** Task brief **
Please give back, word for word, only the lines starting at the one containing "Place a point on the speckled" and ending at the one containing "Place a point on the dark silhouette" within the material below.

[Opening Materials provided section]

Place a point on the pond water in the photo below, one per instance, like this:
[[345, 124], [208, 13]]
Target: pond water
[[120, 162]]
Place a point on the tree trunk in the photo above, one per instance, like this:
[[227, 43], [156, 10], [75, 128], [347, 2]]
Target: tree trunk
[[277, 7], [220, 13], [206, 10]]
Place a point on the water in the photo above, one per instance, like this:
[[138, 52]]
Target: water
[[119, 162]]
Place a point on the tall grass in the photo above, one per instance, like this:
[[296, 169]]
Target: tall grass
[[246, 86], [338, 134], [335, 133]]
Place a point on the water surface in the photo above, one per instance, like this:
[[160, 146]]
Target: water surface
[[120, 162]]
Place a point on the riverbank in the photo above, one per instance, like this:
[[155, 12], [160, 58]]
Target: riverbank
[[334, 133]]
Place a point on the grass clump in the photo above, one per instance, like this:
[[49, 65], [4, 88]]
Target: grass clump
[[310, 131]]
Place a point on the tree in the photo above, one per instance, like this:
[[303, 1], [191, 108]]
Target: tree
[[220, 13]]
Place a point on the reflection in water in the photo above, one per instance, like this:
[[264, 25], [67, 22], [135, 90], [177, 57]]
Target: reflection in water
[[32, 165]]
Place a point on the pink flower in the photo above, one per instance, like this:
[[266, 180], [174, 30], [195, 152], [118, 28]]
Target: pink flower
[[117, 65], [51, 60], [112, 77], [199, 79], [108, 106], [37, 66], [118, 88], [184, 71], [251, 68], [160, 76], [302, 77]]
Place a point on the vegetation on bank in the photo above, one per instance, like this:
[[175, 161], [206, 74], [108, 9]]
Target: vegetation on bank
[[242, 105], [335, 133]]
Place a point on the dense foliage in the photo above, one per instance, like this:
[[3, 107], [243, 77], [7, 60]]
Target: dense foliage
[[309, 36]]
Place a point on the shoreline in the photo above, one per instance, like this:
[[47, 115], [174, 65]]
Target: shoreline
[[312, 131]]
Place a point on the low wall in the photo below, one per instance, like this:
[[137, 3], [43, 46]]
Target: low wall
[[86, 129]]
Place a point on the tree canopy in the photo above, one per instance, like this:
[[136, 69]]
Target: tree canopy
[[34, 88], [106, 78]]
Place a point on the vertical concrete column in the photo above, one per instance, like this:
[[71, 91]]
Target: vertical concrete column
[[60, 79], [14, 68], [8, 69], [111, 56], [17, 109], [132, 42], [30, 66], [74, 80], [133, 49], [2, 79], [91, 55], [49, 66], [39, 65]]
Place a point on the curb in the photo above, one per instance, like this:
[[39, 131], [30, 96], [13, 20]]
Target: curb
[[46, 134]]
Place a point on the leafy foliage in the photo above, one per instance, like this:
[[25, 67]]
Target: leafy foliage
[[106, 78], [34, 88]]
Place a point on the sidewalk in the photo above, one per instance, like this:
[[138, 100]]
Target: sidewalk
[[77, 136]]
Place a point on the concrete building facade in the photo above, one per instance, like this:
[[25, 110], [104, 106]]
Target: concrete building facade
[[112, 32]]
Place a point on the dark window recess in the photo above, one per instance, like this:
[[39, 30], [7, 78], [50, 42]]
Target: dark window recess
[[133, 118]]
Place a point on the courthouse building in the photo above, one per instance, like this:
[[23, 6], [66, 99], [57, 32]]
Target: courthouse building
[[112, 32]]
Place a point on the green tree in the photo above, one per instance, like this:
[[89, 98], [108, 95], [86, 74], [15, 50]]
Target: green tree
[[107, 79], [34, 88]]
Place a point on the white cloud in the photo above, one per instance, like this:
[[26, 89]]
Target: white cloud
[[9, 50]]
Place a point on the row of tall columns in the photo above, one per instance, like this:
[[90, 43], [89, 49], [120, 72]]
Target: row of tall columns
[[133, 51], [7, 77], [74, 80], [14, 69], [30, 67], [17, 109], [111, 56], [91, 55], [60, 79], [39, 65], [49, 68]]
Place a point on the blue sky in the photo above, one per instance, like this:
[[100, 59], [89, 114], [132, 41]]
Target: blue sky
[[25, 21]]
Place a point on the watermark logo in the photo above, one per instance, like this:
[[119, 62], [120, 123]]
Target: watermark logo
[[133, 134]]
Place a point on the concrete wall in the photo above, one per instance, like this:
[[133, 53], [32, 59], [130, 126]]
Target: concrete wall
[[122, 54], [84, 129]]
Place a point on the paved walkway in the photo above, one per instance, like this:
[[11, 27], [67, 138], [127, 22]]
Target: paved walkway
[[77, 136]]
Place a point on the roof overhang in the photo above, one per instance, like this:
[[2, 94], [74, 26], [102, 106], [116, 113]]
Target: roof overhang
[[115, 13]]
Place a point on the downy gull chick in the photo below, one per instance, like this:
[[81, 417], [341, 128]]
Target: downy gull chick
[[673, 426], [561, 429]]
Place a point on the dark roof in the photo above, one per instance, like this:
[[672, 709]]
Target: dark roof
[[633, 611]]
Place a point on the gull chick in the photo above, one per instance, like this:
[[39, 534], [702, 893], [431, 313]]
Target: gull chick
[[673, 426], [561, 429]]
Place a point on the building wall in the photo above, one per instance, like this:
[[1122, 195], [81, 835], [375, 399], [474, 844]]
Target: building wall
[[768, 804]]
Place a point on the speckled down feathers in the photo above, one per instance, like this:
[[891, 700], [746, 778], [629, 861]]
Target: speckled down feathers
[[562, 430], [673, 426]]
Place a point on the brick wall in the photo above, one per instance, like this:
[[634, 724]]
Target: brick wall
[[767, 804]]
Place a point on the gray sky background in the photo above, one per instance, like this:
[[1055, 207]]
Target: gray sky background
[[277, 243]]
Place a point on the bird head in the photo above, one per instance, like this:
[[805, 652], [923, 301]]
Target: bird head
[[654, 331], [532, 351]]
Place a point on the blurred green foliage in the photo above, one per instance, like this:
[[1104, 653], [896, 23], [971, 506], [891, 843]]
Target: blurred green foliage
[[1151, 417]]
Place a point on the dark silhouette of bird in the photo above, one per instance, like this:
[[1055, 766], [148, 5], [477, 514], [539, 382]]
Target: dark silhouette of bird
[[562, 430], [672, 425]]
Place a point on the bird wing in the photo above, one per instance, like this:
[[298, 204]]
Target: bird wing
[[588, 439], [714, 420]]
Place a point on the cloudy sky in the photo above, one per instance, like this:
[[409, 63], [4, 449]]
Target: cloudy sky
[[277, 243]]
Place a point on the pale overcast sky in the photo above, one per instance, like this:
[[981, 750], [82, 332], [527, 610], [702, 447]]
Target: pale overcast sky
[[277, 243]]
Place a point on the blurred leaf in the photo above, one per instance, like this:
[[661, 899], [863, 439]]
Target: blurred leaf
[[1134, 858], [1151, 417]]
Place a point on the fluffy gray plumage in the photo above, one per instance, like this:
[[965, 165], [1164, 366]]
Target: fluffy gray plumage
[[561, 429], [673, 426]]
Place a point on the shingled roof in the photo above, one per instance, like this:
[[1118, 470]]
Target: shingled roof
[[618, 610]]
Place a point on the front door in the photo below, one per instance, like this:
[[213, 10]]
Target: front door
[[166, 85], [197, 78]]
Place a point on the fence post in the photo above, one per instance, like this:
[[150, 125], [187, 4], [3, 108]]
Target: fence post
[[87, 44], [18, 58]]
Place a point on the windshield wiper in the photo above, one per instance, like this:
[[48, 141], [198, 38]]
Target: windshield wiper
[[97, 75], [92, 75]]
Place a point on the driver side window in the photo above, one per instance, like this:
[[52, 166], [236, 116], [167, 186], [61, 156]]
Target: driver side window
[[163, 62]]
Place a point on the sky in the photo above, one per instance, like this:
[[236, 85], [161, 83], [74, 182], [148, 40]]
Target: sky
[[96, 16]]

[Closing Materials provided section]

** Response **
Place a point on the speckled down feathers in the photo above, one per instance, like this:
[[891, 700], [746, 778], [629, 861]]
Target: speckled down feathers
[[562, 430], [673, 426]]
Place a point on the brick wall in the photo above, one per instance, like this:
[[634, 724]]
Target: brick wall
[[767, 804]]
Place a point on the gray sky background in the photo above, one per instance, like this:
[[1055, 207]]
Target: gray sky background
[[277, 243]]
Place a point on the bird head in the photo above, one per instance, like this:
[[805, 652], [923, 301]]
Target: bird head
[[654, 331], [532, 351]]
Place a point on the blurred green foliage in the photo above, one per instance, like this:
[[1104, 653], [896, 23], [971, 506], [891, 843]]
Target: blurred green foliage
[[1151, 417]]
Place a point on the dark silhouette of bird in the photo above, one per instance, like this:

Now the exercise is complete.